YOUR GOAL: Repeat the lines beginning at the one with "Expected: a point placed on each instance of the segmented" and running to the end of the material, keeping the first and last of them, exactly as they appear.

DATASET ROWS:

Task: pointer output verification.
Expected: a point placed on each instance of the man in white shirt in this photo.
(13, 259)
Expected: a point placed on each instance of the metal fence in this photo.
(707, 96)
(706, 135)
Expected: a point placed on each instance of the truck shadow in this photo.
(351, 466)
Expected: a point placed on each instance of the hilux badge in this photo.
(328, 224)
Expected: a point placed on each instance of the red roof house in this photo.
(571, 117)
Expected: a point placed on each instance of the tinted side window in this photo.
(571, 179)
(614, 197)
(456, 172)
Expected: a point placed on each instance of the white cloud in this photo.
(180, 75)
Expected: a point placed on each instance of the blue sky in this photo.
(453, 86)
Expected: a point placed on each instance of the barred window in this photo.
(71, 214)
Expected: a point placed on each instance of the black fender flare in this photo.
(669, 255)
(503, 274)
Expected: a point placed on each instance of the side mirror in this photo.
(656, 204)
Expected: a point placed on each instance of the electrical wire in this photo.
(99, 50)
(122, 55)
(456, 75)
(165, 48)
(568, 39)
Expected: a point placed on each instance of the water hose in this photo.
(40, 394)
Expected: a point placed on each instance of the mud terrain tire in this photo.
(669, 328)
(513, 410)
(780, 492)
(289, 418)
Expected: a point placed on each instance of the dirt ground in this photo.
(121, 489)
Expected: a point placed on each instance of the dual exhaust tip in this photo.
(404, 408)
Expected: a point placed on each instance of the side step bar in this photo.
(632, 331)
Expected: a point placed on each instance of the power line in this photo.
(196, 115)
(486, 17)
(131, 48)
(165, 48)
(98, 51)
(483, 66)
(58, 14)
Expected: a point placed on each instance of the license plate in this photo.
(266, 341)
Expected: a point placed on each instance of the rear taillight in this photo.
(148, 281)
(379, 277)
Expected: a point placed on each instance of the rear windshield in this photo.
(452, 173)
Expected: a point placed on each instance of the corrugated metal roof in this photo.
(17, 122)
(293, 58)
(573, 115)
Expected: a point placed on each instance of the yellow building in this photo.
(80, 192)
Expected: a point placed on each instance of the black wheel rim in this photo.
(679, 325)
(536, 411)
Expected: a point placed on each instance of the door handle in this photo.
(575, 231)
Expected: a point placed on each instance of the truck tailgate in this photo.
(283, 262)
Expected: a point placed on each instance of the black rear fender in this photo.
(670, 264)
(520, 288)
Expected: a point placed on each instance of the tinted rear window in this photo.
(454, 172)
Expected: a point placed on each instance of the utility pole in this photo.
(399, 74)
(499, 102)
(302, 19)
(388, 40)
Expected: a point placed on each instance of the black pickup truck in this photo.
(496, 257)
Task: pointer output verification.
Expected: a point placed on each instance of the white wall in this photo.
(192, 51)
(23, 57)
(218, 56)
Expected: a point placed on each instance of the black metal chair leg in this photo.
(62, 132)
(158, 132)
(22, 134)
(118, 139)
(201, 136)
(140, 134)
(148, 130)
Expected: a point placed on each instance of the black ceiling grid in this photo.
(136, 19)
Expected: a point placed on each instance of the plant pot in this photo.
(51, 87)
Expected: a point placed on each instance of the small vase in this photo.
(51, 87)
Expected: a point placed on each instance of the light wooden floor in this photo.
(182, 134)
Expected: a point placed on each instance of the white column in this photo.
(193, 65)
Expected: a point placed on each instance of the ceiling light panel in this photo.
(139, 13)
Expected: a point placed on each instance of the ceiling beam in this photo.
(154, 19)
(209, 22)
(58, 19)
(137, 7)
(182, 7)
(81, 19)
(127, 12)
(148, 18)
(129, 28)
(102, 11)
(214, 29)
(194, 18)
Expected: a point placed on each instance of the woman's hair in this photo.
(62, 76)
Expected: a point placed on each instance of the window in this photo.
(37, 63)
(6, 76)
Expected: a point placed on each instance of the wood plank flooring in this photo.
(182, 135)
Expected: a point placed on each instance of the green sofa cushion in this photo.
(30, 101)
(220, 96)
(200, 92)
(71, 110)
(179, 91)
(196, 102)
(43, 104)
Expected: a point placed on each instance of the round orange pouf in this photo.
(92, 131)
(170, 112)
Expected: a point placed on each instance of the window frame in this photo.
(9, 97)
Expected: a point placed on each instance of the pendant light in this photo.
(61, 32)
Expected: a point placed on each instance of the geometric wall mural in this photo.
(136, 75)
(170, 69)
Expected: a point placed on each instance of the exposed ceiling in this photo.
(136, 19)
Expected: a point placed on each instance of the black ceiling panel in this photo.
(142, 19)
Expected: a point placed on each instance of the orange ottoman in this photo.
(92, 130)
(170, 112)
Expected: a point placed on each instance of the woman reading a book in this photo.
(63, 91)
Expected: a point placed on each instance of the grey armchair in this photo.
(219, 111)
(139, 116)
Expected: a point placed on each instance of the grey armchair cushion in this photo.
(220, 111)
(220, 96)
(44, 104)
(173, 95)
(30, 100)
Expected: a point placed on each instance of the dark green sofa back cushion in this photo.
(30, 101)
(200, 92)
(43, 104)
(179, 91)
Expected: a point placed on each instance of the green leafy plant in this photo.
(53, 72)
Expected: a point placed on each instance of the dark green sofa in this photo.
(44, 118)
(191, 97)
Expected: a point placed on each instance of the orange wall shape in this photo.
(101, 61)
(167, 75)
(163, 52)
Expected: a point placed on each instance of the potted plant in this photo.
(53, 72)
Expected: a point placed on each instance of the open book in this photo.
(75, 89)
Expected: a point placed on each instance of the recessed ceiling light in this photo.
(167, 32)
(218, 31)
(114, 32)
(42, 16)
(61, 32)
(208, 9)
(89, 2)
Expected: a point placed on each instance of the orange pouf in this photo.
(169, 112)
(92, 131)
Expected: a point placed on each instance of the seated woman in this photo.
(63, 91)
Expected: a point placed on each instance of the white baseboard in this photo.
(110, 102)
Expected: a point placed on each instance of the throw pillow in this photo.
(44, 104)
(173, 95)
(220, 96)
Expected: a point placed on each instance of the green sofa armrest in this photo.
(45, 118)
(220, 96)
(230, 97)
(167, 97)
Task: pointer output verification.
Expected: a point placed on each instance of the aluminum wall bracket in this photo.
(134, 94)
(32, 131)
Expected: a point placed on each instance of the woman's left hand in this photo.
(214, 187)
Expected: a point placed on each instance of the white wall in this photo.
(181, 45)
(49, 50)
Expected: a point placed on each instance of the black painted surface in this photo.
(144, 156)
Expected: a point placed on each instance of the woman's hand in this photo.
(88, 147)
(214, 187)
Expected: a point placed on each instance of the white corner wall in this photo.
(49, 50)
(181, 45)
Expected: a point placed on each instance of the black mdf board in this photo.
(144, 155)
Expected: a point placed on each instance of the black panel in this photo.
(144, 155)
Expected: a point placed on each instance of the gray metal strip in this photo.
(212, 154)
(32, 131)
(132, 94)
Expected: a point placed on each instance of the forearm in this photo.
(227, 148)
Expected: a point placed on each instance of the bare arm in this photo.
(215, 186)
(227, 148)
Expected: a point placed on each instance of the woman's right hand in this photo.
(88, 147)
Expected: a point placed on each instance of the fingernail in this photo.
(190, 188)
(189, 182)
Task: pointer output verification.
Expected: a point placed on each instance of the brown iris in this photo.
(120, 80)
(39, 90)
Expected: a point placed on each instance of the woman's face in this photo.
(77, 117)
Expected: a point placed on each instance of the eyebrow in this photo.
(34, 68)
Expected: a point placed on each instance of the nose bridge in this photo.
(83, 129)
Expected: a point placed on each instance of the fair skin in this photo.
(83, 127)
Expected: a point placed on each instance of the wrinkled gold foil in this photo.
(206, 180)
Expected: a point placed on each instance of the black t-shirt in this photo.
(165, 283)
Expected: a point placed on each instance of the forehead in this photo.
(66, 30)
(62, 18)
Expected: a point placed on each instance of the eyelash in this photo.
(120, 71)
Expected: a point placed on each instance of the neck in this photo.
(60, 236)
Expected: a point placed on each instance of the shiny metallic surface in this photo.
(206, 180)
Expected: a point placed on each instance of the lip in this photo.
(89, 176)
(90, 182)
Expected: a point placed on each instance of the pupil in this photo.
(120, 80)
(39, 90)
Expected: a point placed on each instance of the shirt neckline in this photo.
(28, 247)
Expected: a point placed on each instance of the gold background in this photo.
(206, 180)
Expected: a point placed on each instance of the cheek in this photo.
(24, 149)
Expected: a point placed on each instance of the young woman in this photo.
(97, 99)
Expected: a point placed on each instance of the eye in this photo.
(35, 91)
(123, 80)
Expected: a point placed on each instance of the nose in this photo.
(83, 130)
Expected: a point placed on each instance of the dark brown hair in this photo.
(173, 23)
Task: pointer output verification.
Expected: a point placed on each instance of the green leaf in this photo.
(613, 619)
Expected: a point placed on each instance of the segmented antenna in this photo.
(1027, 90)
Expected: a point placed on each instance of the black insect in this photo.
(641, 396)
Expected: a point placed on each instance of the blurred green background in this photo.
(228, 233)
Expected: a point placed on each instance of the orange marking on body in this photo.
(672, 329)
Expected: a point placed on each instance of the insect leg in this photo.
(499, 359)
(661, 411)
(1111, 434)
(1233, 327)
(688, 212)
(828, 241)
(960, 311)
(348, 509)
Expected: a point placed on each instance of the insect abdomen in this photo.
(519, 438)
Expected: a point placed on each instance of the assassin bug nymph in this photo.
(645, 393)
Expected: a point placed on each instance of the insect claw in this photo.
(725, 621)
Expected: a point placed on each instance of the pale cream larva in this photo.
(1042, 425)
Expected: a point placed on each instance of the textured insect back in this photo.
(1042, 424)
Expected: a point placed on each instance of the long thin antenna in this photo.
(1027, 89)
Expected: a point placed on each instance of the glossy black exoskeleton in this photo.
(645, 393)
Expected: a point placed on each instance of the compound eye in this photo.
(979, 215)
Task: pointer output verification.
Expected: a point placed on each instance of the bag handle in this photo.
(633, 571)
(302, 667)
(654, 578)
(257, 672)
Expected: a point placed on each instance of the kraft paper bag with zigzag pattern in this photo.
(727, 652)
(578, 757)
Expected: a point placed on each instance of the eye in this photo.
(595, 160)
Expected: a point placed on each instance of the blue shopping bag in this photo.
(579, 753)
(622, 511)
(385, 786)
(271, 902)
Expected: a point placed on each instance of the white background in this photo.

EXPECTED OUTPUT:
Expected: a point placed on each instance of the segmented antenna in this photo.
(1027, 90)
Expected: a point placed on each instance of the black insect in this photo.
(641, 396)
Expected: a point placed on each instance of the blurred green background in this photo.
(228, 233)
Expected: a point placed on each instance of the orange marking on body in this photo.
(672, 329)
Expected: a point placed on each instance of the insect leg in this photo.
(499, 359)
(661, 411)
(1111, 434)
(1233, 327)
(688, 212)
(828, 241)
(960, 311)
(348, 509)
Expected: a point placed on each instance of the insect abdomen in this photo.
(519, 438)
Expected: a point placed on each instance of the assassin bug nymph in this photo.
(645, 393)
Expected: a point placed on each instance of the insect claw in this photo.
(725, 621)
Expected: a point placed on each instance of the pale cream larva in this photo.
(1042, 425)
Expected: a point placed on each instance of the textured insect back in this photo.
(1042, 424)
Expected: a point placed on each instance of the long thin antenna in this photo.
(1027, 89)
Expected: a point placed on each instance of the glossy black exoskeleton in this photo.
(645, 393)
Expected: a point placed on each instance of the compound eye in this photo.
(979, 215)
Task: pointer output verification.
Expected: a point placed on each instance of the bag handle in this photo.
(633, 571)
(302, 667)
(654, 578)
(257, 672)
Expected: a point placed on each instance of the kraft paper bag with zigzag pattern in this photo.
(727, 652)
(578, 757)
Expected: a point placed on each instance of the eye in this photo.
(595, 160)
Expected: a point placed on each instance of the blue shopping bag in this photo.
(579, 753)
(622, 511)
(385, 786)
(271, 902)
Expected: a point placed on each instance of the white background in this photo.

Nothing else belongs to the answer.